▸ **TEXT EXTRACT**:
[start]

Day games after a night game are a tricky thing, especially when they come at the transition point from the end of one series to the start of another.

No, I don’t mean for the players – though I’m sure it’s not easy – I mean for me! The EBS went up around 11:15pm my time, but before it gets too late into the next morning, we had to get out a look back at the game, the Minor League Daily, I had to shoot/edit/publish a new Series Review video, we had to get out the Series Preview, and then also the lineup came out!

None of that’s complaining, of course – it’s actually just designed to explain why you’re only now seeing the “morning” Bullets …

  • Jason Hammel, and the defense, managed to keep the Reds off the board through six innings last night despite four hits, four walks, and only three strikeouts – those not a horrible trio of stats, it’s just that it rarely leads to a zero in the run column. What was particularly interesting about the game was how fastball-heavy Hammel went: 55 of his 88 pitches were a fastball, or 62.5% – way up from where he was last year, for example, at just 53.4%. On a cold April night at Wrigley, with the wind blowing in, it seems like a pretty good strategy, and it also seemed to work out well, as Hammel got an even split of groundouts and fly outs on the night.


  • But what Sahadev Sharma noticed in a great read at The Athletic is that those fastballs were not evenly distributed – Hammel was far more reliant on his four-seamer than usual, leaning on it heavily in the early-going, rather than his two-seamer/sinker, which only ticked up in usage at the end of his outing. Turns out that may have partly been due a miscommunication between Hammel and Miguel Montero about which fastball was going to be the primary in the outing. That apparently got cleared up at some point (I wonder if Montero was wondering why there wasn’t as much movement on Montero’s “two-seamer” as he was expecting), but it makes you remember that Hammel worked exclusively with Kyle Schwarber in Spring Training, so there may be a slight learning curve in getting that familiarity back with Montero.

[end]

▸ **DATA LISTING**:
[start]

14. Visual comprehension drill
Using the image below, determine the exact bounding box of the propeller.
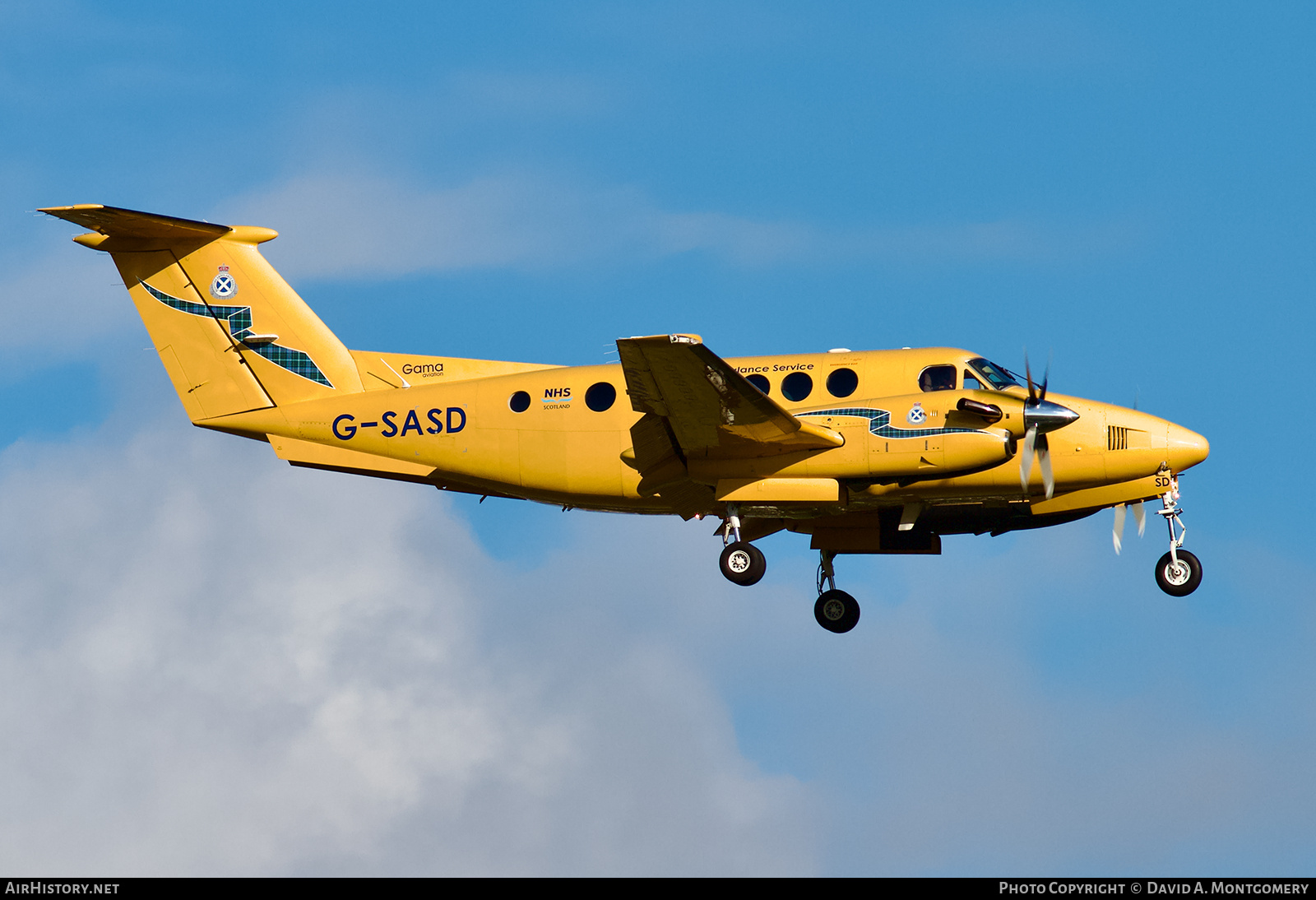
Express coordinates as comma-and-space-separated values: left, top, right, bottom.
1110, 500, 1147, 553
1018, 351, 1077, 500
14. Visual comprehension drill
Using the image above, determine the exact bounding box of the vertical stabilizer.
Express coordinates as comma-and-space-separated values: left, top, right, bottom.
41, 206, 362, 421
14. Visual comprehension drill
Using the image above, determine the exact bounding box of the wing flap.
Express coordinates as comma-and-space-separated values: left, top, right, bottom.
617, 334, 845, 457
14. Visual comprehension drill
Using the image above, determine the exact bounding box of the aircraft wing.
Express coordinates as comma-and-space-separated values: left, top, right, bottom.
617, 334, 845, 457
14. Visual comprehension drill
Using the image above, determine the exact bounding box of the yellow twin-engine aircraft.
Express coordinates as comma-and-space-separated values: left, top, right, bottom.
42, 206, 1208, 632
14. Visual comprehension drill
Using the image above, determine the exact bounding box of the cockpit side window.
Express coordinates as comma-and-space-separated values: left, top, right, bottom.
969, 356, 1018, 391
919, 366, 956, 391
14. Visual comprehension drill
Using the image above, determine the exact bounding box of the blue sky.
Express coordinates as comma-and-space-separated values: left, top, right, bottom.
0, 2, 1316, 875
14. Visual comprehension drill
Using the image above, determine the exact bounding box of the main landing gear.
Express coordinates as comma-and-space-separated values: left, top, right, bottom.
1156, 475, 1202, 597
717, 505, 767, 587
717, 504, 860, 634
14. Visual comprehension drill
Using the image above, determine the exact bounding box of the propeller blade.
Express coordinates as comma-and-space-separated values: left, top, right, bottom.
1018, 425, 1037, 496
1037, 434, 1055, 500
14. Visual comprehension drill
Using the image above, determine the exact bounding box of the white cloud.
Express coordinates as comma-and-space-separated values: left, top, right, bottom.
0, 433, 812, 875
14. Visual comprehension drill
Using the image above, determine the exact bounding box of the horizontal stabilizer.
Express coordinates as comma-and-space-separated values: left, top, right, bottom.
38, 202, 233, 244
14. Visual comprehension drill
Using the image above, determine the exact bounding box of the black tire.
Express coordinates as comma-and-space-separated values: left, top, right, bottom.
717, 540, 767, 587
1156, 550, 1202, 597
813, 591, 860, 634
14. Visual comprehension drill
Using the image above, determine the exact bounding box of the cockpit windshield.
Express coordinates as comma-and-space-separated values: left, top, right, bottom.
969, 356, 1020, 391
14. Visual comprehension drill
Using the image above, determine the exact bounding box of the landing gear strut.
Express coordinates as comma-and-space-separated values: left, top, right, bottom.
1156, 475, 1202, 597
813, 550, 860, 634
717, 504, 767, 587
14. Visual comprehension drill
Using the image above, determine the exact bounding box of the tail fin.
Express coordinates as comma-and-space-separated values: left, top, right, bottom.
41, 204, 362, 422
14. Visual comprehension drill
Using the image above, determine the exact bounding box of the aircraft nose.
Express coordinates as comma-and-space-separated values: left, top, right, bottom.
1166, 422, 1211, 474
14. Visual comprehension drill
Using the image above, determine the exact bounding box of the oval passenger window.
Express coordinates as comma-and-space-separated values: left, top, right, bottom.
827, 369, 860, 397
584, 382, 617, 412
781, 373, 813, 402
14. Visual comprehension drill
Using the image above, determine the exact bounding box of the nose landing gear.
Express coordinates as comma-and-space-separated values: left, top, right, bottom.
1156, 475, 1202, 597
813, 550, 860, 634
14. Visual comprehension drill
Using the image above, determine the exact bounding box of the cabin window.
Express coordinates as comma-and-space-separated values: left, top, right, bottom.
827, 369, 860, 397
781, 373, 813, 402
919, 366, 956, 391
584, 382, 617, 412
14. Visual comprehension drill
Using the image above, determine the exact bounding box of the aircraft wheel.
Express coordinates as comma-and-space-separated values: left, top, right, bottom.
1156, 550, 1202, 597
813, 591, 860, 634
717, 540, 767, 587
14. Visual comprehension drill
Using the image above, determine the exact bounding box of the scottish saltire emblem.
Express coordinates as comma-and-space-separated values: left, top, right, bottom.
211, 266, 239, 300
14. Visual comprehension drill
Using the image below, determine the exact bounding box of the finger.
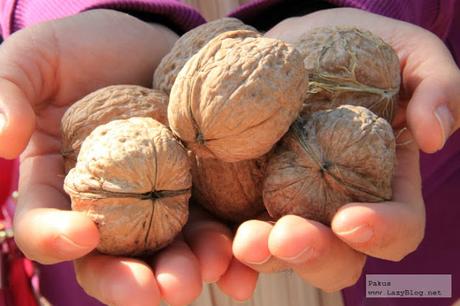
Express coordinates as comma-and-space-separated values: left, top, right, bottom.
233, 220, 286, 273
183, 210, 233, 283
0, 43, 35, 158
75, 254, 160, 306
217, 258, 259, 302
332, 134, 425, 261
269, 215, 366, 291
153, 241, 202, 306
0, 10, 176, 158
14, 155, 99, 264
406, 71, 460, 153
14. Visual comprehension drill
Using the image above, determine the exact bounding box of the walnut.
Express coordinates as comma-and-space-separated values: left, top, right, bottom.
263, 105, 395, 224
64, 117, 192, 256
191, 155, 267, 222
168, 31, 308, 162
296, 27, 401, 122
153, 17, 256, 95
61, 85, 168, 173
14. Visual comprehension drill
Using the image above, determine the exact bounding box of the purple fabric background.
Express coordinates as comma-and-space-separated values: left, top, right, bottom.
0, 0, 460, 306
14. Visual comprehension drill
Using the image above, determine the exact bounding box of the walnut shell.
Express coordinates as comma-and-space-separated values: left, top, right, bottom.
168, 31, 308, 162
64, 117, 192, 256
263, 105, 395, 224
153, 17, 256, 95
61, 85, 168, 173
296, 27, 401, 122
191, 155, 267, 222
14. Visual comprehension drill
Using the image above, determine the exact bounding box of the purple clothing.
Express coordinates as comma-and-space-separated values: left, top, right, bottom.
0, 0, 460, 306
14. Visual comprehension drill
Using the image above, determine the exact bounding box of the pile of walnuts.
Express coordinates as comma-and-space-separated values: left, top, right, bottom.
62, 18, 400, 256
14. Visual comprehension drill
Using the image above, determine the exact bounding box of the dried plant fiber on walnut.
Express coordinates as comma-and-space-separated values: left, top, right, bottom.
191, 156, 267, 222
153, 17, 256, 95
168, 31, 308, 162
263, 105, 395, 224
296, 27, 401, 123
64, 117, 192, 255
61, 85, 168, 173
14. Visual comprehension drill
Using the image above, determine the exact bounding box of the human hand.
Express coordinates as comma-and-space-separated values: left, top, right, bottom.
233, 9, 460, 291
0, 10, 255, 305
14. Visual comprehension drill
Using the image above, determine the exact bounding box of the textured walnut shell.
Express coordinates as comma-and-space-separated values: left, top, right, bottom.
153, 17, 256, 95
64, 117, 192, 256
263, 105, 395, 224
191, 156, 267, 222
296, 27, 401, 122
168, 31, 308, 162
61, 85, 168, 173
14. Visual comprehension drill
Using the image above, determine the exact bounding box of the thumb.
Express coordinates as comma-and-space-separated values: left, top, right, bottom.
406, 69, 460, 153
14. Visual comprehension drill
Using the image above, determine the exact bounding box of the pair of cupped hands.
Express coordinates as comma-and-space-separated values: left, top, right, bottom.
0, 8, 460, 305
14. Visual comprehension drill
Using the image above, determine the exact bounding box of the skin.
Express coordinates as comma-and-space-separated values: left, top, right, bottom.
0, 5, 460, 305
0, 10, 252, 306
233, 8, 460, 291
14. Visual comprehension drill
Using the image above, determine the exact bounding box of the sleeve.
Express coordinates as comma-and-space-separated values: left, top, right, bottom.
0, 0, 205, 38
230, 0, 460, 40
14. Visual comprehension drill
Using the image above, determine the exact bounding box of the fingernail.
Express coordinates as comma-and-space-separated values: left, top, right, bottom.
336, 225, 374, 243
246, 255, 272, 265
278, 246, 317, 264
434, 104, 454, 149
54, 234, 89, 257
0, 111, 6, 133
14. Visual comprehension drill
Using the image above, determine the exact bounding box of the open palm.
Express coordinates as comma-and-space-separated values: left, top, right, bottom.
0, 10, 255, 305
233, 8, 460, 291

[end]

▸ **PROBLEMS TO SOLVE**:
1 > Reproduce the baseball post word for word, from "None of that’s" up to and including "on the night.".
2 > Write the next part of the baseball post, picking up right after its final sentence.

▸ **OUTPUTS BY TASK**:
1 >
None of that’s complaining, of course – it’s actually just designed to explain why you’re only now seeing the “morning” Bullets …

  • Jason Hammel, and the defense, managed to keep the Reds off the board through six innings last night despite four hits, four walks, and only three strikeouts – those not a horrible trio of stats, it’s just that it rarely leads to a zero in the run column. What was particularly interesting about the game was how fastball-heavy Hammel went: 55 of his 88 pitches were a fastball, or 62.5% – way up from where he was last year, for example, at just 53.4%. On a cold April night at Wrigley, with the wind blowing in, it seems like a pretty good strategy, and it also seemed to work out well, as Hammel got an even split of groundouts and fly outs on the night.

2 >
  • As the Cubs face the Rockies today at Wrigley, Matt Trueblood notes that the organizations have had a ton of really memorable moments. You undoubtedly remember the huge comeback win and the huge blown 9th-inning lead (but still a win) in 2007 and 2008, but can you remember which was which? You also undoubtedly remember two of the Cubs’ biggest wins in 2015 – Dexter Fowler’s 9th inning homer in Colorado, and Kris Bryant’s walk-off homer when the Cubs needed it most. That latter one was my game of the year for 2015, which was a tough call, because there were so many.


  • The Cubs’ run differential of +43 is tops in baseball … by a freaking mile. The Cardinals, at +24, are second.
  • Dexter Fowler’s .590 OBP is best in baseball, but you might be surprised to learn that a few guys are close: Daniel Murphy is at .581, Brian McCann is at .538, and Christian Yelich is at .531. Thing is, though, that Fowler’s 39 plate appearances are far more than those guys.
  • Bryce Harper hit his 100th homer – he’s 23 – and it was a grand slam, which is almost as good as it gets.
  • The Cardinals goofed pretty seriously on the basepaths against the Brewers, but no one noticed. So I’ll point it out.
  • Harry Caray led the Seventh Inning Stretch last night, which is always a big hit (and, as you’ll notice, the Cubs can even get a sponsor for it without it being obnoxious):

  • Jake Arrieta is now an underwear model for Saxx Underwear, and this says it all:

  • And the video spot:

  • Amazon’s got a new Kindle out – called the Oasis – and it is apparently all fancy and improved. The Wife is the Kindle-user in our household, so I’ll have to ask her opinion on whether she wants to upgrade.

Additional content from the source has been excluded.